# Instructions for the task:
Every record must be given again word for word; no picture belongs in the copy.
(Entries provided)
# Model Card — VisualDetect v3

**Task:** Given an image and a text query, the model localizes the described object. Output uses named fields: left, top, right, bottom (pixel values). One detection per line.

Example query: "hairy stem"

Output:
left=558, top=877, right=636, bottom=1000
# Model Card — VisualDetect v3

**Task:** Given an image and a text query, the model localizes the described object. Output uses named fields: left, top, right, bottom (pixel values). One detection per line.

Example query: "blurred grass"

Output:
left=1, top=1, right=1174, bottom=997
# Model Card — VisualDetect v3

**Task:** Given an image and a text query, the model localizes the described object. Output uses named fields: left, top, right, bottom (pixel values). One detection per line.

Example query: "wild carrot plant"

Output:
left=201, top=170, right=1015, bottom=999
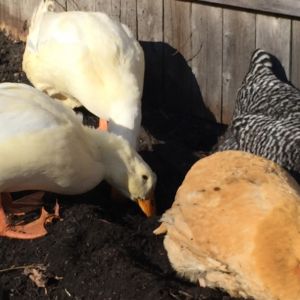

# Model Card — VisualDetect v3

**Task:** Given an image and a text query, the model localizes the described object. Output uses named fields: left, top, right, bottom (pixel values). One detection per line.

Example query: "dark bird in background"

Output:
left=217, top=49, right=300, bottom=173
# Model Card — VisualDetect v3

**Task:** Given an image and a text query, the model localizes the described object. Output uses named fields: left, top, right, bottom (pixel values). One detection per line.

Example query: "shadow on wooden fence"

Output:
(End Entries provided)
# Output:
# Model Card — VisualDetect v3

**Task:** Given an image and a text query, the model localizes the described object. Output uses named fields: left, top, right, bottom (pixel values). One detection per line.

Example query: "hairy stem"

Output:
left=558, top=877, right=636, bottom=1000
# Model Card — VisualDetect v3

**Task:** Given an image and a text query, the model localizes the described object. Output uses named fields: left, top, right, bottom (pixel values). One detection per line.

Example query: "blurred grass"

Output:
left=1, top=1, right=1174, bottom=997
# Model Card — VisualDetect v3

**Task:** Given an image and a text query, the model localizes the described object. Output uses named fields: left, top, right, bottom (pixel values). One detection per line.

Example query: "wild carrot plant"

Output:
left=201, top=170, right=1015, bottom=999

# Model Card — VisualDetect v3

**Task:** Given an image and a text query, the model localizes the described object. Output uses named fields: left, top, right, bottom (pixel values). One detection per line.

Example query: "dark bird in background"

Output:
left=217, top=49, right=300, bottom=173
# Model Card — VisualDetect v3

**Task:** Given an image and a text query, the model localizes the described object. Output uses named fields: left, top, right, bottom (pixel values). One detection per line.

Example query: "shadow on wooden fence"

Output:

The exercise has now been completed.